## DOCUMENT PASSAGE
____________

I believe that people deserve the right to privacy. I would never put someone on blast for anything. It is not my place. Live and let live. That is my motto. Even celebrities.
But then Vanilla Ice went and moved into my neighborhood, Y’all!
Miami’s on the scene, just in case you didn’t know it. How am I supposed to sit on that piece of information quietly?
Love it or leave it, everyone has heard Ice Ice Baby. Vanilla Ice was the first white rapper to top the pop charts. That was a huge feat.
He has had many other career ventures, with one of the latest being his show on HGTV, The Vanilla Ice Project. If you haven’t watched, you really should. He is talented. And he is a worker. Both admirable qualities.
I grew up in rural Alabama, in the tiny, little town where the country supergroup Alabama got their start. But I was a kid and it wasn’t the same. They lived there because that was where they were from. That was home to them. They had just always been there.
Now I am an adult. An adult who is making mortgage payments in the same neighborhood as Rob Van Winkle. Not that I am saying that he has a mortgage. How could I possibly know that? I would never be so presumptuous.
The fact that he lives here is pretty freaking cool though. We BOTH roll through this hood, when we aren’t out touring of course. Him touring the world and me touring local retail establishments. As in, buying groceries and stuff. We both have jobs to do.
Did I mention that I am not currently, nor have I ever been a wealthy rapper? Or even wealthy. I am a rapper, I just can’t seem to get paid. How have I stumbled into sharing a zip code with Vanilla Ice?
Mr. Bell On Heels isn’t known for his killer dance moves. He doesn’t dance much. Also no one hands him a mic and says SING US A SONG! That never happens. But you give him a microphone, a karaoke machine and some Ice Ice Baby and you have yourself instant entertainment. That is his jam. Circa 1990. There is no way that I can hear it and not break into my phenomenal dance moves, to my children’s chagrin.

____________

## JOBS
(a) Repeat the Vanilla Ice neighbor post word for word, starting at "Mr. Bell On" and ending at "my children’s chagrin.".
(b) Find each line in the listing that contains the word "building" and copy those lines.

[Object position labeling listing]
____________

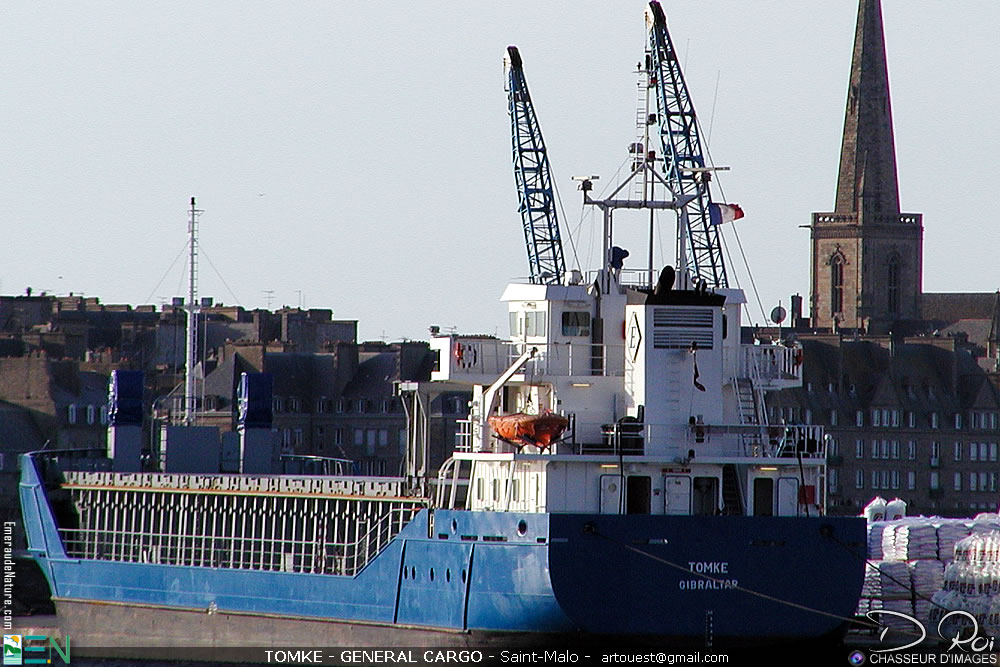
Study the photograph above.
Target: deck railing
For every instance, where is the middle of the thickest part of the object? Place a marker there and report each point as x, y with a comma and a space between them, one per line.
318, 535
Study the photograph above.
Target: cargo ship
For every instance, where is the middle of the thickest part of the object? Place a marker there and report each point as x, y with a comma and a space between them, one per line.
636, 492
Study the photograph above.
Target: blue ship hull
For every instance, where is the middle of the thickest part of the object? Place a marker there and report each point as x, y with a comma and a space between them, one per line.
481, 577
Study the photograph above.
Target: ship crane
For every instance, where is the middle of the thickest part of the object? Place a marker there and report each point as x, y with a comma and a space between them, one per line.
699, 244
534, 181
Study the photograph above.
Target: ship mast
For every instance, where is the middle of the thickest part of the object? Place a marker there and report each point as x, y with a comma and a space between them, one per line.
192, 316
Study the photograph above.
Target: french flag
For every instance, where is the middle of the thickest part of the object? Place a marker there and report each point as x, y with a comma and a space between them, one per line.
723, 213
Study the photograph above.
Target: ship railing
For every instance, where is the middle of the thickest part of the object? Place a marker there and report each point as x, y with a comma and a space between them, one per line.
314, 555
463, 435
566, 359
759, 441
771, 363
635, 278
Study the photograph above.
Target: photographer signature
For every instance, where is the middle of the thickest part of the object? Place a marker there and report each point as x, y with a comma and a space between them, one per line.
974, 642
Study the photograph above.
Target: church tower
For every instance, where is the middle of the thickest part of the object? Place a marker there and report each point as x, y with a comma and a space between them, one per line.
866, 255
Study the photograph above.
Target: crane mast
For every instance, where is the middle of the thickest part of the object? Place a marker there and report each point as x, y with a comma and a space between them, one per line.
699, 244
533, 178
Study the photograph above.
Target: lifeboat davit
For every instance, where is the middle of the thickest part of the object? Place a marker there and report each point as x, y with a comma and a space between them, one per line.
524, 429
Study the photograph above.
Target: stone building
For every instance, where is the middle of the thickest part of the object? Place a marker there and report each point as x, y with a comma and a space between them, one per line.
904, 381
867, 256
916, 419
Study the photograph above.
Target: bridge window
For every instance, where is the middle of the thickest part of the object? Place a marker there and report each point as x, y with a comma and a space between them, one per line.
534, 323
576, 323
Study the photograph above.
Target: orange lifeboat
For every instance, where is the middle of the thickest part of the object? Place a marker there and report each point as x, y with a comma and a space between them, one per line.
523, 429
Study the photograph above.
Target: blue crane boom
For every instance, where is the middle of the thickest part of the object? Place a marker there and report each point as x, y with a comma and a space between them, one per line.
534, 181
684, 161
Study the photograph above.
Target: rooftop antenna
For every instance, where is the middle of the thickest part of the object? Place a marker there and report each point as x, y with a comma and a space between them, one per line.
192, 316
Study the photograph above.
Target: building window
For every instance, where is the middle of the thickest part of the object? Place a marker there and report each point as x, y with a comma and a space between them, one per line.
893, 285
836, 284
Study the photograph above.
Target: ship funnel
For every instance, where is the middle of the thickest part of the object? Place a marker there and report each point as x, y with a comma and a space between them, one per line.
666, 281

____________

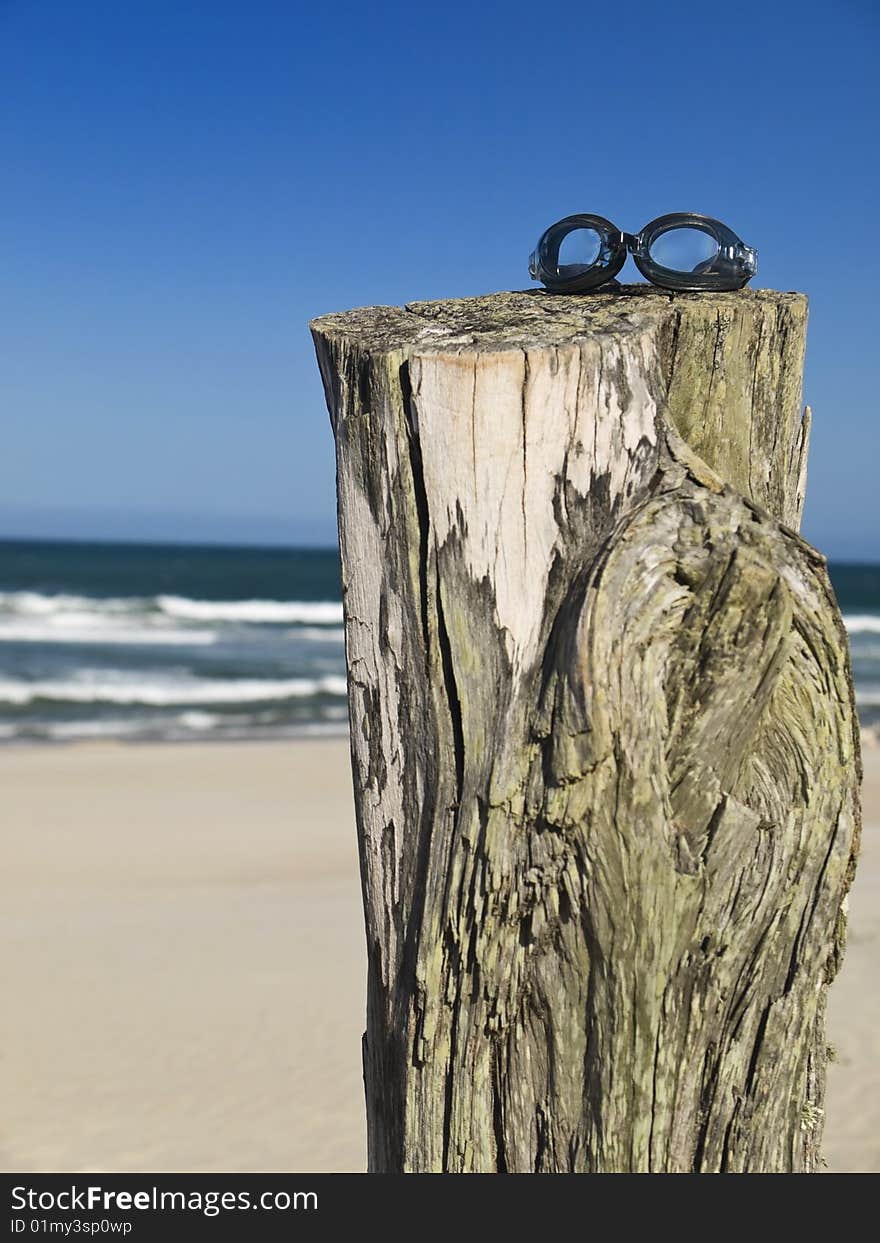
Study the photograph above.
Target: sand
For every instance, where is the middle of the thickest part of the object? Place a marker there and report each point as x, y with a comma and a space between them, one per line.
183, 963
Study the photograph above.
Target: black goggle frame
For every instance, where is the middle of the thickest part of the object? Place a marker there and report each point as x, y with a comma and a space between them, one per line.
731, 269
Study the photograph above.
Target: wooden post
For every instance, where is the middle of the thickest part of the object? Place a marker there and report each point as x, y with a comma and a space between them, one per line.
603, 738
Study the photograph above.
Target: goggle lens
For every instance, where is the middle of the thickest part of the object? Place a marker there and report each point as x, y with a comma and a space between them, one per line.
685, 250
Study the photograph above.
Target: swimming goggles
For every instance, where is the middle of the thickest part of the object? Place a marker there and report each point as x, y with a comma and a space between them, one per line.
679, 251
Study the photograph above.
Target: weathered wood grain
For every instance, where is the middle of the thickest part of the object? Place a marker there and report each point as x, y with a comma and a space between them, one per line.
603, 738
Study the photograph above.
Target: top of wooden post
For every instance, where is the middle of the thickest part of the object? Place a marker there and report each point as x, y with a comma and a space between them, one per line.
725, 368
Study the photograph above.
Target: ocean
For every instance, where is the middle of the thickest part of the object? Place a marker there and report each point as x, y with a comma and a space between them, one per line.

____________

## SOLUTIONS IN ORDER
(a)
Mr. Bell On Heels isn’t known for his killer dance moves. He doesn’t dance much. Also no one hands him a mic and says SING US A SONG! That never happens. But you give him a microphone, a karaoke machine and some Ice Ice Baby and you have yourself instant entertainment. That is his jam. Circa 1990. There is no way that I can hear it and not break into my phenomenal dance moves, to my children’s chagrin.

(b)
Target: stone building
Target: building window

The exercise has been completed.